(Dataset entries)
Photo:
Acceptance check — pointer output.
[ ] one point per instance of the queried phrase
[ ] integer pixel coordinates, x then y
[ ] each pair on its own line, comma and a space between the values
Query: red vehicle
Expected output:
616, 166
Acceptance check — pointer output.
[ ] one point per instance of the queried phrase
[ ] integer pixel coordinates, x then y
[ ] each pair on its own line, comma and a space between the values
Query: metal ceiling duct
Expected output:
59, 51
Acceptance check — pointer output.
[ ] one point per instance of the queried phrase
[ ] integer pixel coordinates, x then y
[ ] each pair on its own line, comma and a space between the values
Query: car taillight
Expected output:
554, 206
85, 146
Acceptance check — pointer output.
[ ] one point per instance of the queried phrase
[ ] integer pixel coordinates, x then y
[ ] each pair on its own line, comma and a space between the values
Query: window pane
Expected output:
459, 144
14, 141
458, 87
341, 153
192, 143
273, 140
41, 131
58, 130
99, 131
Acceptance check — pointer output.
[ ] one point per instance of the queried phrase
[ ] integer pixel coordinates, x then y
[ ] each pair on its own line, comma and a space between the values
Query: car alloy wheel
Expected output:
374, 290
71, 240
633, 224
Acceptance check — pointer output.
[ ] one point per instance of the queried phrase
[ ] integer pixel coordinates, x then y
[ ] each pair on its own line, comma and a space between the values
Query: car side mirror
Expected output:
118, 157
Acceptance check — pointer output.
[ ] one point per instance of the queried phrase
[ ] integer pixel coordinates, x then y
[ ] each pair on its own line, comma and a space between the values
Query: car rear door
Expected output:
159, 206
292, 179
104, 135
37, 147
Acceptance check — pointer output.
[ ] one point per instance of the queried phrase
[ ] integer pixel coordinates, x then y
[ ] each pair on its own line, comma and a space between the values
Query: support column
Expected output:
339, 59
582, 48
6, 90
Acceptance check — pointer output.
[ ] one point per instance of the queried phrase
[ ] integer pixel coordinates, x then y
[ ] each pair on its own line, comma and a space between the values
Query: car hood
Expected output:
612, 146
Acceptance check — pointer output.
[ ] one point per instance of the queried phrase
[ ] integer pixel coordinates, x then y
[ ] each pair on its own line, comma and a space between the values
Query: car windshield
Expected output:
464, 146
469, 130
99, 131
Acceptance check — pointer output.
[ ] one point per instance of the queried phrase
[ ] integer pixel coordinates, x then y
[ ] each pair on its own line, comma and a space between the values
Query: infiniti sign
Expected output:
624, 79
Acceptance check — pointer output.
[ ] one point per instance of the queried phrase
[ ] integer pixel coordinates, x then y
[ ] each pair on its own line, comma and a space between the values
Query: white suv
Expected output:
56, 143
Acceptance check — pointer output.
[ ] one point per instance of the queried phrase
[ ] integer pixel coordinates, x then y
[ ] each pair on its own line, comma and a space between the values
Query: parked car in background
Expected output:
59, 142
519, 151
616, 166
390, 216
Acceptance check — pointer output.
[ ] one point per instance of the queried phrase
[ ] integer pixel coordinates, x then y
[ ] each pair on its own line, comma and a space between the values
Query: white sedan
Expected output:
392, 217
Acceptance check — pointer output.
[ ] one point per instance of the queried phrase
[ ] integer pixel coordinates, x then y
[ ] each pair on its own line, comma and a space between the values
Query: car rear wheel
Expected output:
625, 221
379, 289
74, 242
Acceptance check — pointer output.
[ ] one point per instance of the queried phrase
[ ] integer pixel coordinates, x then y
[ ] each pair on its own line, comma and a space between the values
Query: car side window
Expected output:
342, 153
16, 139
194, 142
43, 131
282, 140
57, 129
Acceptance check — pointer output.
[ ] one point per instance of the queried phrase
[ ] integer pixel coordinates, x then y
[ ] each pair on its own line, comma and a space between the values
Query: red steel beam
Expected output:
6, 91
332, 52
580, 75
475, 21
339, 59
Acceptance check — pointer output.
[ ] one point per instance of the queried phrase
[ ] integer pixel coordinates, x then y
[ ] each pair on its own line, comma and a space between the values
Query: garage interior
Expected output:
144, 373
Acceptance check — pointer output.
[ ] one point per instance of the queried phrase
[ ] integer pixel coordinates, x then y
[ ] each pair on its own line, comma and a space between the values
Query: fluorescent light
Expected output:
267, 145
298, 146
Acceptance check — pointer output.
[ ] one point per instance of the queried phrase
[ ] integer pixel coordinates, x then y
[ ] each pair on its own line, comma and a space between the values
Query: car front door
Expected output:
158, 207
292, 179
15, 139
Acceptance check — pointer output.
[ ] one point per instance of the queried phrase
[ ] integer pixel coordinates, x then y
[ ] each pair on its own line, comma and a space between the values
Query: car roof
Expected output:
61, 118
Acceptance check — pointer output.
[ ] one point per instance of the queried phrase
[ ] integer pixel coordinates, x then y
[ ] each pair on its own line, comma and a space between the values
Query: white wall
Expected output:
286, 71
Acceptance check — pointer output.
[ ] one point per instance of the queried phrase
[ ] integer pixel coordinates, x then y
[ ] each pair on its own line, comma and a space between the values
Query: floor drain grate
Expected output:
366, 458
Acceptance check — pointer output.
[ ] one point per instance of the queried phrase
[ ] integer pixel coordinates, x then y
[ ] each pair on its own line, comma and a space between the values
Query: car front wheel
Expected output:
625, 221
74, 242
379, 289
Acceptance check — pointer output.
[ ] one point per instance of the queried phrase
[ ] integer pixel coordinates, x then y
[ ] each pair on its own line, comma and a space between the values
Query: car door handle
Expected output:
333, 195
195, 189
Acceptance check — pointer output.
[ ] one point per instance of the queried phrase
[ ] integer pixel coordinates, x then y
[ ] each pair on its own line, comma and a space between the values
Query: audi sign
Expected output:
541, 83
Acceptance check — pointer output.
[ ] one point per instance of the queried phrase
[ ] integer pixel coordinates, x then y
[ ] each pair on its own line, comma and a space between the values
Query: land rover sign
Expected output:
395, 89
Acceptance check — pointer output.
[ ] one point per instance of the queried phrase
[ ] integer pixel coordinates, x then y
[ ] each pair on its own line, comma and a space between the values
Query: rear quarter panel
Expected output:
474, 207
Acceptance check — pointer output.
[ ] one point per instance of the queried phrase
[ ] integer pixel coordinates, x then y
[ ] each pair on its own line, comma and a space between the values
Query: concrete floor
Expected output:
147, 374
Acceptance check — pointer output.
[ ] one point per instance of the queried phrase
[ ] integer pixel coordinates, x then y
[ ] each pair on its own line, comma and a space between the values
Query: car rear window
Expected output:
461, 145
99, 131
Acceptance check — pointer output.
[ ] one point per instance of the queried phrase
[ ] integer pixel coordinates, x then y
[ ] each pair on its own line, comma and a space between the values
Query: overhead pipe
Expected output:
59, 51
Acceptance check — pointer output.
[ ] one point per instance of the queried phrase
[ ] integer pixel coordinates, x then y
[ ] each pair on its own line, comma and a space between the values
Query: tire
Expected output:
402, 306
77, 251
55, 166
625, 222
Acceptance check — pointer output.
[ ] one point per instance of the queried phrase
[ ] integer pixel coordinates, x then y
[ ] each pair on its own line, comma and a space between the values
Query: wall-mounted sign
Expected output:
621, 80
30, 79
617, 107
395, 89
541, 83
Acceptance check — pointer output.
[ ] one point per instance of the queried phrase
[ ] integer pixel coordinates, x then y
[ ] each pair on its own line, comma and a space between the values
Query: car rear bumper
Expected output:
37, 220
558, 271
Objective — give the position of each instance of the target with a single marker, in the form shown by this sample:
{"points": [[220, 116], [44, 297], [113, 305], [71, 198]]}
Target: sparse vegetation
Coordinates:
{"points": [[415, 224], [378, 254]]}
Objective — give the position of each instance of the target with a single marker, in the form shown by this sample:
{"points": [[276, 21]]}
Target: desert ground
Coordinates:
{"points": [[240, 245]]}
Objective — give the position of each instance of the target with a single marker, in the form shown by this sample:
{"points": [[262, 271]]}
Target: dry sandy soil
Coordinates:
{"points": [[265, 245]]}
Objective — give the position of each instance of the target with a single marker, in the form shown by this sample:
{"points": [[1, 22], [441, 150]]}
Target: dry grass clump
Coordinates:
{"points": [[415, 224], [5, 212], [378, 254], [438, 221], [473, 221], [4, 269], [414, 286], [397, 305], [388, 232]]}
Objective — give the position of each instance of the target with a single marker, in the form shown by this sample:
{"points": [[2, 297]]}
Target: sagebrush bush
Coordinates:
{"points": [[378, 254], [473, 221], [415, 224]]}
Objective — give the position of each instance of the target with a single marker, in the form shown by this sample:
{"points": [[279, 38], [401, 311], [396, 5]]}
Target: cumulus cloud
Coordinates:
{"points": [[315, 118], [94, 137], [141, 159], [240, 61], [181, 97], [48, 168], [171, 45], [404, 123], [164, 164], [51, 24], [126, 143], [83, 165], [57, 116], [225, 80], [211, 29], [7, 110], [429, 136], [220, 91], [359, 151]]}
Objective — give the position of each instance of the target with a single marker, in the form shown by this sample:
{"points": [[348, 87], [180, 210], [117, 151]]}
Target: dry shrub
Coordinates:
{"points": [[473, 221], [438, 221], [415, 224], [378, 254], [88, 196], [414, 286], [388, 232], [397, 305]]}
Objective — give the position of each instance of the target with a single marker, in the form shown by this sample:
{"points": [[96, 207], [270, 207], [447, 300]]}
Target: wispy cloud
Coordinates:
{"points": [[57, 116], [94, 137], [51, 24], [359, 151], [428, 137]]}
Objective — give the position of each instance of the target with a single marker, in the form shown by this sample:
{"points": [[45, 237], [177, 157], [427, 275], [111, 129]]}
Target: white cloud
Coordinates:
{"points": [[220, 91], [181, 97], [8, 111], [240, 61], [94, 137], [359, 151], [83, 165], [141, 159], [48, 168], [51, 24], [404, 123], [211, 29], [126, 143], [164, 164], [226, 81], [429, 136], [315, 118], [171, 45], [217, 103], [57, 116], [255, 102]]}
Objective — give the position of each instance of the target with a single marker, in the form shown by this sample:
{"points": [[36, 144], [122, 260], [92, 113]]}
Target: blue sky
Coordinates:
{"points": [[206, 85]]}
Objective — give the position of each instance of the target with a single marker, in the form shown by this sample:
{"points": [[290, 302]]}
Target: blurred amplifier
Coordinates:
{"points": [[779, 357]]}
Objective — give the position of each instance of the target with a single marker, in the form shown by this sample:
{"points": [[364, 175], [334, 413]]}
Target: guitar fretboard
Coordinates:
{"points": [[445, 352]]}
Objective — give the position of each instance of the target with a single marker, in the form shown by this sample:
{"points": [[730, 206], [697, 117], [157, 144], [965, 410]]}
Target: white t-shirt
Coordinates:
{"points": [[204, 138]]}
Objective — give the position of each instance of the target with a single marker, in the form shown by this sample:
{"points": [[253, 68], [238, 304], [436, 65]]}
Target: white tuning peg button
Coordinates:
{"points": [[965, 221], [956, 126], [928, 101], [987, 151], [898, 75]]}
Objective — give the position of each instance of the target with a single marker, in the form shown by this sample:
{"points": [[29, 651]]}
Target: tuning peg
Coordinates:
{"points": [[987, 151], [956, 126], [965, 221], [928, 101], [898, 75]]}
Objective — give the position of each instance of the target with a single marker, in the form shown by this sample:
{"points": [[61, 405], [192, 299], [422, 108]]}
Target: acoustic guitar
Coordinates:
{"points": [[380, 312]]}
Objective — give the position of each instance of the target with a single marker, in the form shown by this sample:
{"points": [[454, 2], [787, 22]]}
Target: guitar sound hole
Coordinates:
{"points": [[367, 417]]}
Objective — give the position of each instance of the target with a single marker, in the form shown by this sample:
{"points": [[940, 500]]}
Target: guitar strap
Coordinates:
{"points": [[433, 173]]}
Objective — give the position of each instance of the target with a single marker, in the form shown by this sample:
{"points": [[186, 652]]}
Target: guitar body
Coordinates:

Assignment:
Of the lines in the data, report each one containing the string "white".

The answer:
Query: white suv
Query: white sedan
Query: white wall
Target: white cloud
Target: white t-shirt
Target: white tuning peg button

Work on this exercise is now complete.